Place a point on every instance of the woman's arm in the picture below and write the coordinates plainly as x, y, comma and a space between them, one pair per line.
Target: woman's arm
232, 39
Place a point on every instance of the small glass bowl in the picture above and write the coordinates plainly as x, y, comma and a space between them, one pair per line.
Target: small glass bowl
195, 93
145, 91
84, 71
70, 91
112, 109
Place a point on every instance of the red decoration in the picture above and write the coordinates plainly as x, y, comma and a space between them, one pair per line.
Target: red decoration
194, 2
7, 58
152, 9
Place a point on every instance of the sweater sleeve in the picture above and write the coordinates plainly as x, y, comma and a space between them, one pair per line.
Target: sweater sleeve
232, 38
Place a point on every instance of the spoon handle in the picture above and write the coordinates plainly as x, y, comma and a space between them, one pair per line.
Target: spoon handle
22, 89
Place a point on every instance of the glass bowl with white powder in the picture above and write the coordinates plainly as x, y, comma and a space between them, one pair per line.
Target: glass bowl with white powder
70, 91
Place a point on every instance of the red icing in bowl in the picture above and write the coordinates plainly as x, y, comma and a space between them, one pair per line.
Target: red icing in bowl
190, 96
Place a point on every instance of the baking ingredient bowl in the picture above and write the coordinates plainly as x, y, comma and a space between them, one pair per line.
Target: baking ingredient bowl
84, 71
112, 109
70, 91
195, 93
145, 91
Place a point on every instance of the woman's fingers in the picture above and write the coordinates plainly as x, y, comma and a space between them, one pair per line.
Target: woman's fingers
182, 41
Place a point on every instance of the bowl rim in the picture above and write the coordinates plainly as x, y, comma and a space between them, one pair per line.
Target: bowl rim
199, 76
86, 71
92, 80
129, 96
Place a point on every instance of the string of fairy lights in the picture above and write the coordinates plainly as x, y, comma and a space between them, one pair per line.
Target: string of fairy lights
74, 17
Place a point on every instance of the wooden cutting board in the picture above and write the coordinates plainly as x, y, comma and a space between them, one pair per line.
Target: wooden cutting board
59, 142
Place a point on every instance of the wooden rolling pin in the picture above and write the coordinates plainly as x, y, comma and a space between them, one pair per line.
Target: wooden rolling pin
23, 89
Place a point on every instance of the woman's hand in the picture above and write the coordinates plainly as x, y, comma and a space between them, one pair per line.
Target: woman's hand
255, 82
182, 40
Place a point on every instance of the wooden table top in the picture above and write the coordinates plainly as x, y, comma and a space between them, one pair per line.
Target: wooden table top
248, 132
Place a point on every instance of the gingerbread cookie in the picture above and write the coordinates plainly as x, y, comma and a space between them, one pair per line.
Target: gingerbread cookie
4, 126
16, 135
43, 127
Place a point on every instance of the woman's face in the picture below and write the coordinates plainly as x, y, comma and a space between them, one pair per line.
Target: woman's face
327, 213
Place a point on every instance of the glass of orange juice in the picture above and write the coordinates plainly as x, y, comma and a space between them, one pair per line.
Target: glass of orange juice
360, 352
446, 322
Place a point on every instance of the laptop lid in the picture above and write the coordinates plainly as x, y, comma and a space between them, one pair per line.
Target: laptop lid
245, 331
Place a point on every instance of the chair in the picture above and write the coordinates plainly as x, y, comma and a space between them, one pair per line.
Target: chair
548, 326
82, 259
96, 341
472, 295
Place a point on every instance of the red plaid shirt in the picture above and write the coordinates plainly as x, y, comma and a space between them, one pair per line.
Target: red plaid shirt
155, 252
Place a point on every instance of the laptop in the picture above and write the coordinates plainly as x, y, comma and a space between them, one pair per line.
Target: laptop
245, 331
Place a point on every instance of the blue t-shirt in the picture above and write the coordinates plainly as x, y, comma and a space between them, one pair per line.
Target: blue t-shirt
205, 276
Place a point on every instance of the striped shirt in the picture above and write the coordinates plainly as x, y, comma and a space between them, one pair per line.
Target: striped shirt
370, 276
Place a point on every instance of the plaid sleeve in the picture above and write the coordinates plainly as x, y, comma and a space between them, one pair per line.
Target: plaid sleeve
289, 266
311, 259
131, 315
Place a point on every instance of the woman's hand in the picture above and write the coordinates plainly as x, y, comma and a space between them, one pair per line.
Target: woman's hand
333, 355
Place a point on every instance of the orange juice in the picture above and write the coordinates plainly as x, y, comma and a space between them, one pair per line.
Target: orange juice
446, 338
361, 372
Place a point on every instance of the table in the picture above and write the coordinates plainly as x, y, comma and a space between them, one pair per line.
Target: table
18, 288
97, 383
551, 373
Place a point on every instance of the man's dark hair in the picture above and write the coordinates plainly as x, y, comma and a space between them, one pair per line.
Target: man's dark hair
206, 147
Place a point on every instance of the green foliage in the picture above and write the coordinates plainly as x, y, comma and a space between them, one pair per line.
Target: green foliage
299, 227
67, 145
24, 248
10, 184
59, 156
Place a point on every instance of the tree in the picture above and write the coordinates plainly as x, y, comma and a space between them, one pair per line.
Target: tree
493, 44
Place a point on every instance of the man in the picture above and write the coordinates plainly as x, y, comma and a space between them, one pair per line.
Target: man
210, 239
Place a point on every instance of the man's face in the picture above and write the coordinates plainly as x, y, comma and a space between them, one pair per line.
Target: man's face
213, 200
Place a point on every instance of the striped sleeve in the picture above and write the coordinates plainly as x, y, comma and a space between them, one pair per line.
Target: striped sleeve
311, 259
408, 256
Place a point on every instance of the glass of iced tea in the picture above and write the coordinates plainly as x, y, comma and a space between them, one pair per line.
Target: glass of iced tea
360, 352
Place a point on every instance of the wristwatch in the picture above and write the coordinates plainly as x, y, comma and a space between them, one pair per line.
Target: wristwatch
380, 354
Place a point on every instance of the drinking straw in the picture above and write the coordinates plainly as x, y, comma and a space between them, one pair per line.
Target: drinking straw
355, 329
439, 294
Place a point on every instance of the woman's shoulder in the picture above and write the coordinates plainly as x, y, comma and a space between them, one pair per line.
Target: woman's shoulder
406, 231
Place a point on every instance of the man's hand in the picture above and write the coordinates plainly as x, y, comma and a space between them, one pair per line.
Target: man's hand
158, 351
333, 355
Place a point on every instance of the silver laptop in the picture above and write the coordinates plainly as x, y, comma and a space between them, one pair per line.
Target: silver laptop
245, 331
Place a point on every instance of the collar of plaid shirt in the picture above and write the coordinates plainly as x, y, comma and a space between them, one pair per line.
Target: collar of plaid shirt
::::
Set task. Begin with the line that contains "Place a point on every instance of the man's face" and quote each line after it exactly, stopping after the last line of the data.

Full answer.
Place a point on every instance of the man's face in the picture above and write the coordinates plainly as x, y, comma and a space between them, one pair per line.
Target: man's face
213, 200
Place a point on every instance of the striped sleeve in the picture above and write the coordinates plainly as x, y, comma and a space between them, one pair per line.
Target: striped sleeve
311, 259
408, 256
Place a point on every instance of the glass of iced tea in the picture above and write the coordinates plainly as x, y, comma and a space between them, one pair per line.
Target: glass of iced tea
360, 352
Place a point on every instance of the wristwatch in the picture above and write the coordinates plainly as x, y, comma and a space between them, one pair per line.
Target: wristwatch
380, 354
Place a point on every instance of the drinking straw in the picture above and write the coordinates plainly as x, y, comma and a space between them, one pair per line.
Target: drinking straw
355, 329
439, 294
Place a point on every instance of the woman's shoulder in the picture above and write the coordinates plainly as x, y, comma and a space between them, one pair per line.
Target: woman's shoulder
406, 231
Place a point on every instance of the man's hand in the picture above and write the coordinates plainly as x, y, comma and a space between them, one pair per line.
Target: man's hand
158, 351
333, 355
Place a point on every instance of the silver laptop in the picture above and write the coordinates plainly as x, y, comma and a space between them, one pair per line.
Target: silver laptop
245, 331
Place a point on every instance of the collar of plaid shirt in the picture above and write the coordinates plainly as x, y, comma and a space between them, one pair per line.
Target: collar of plaid shirt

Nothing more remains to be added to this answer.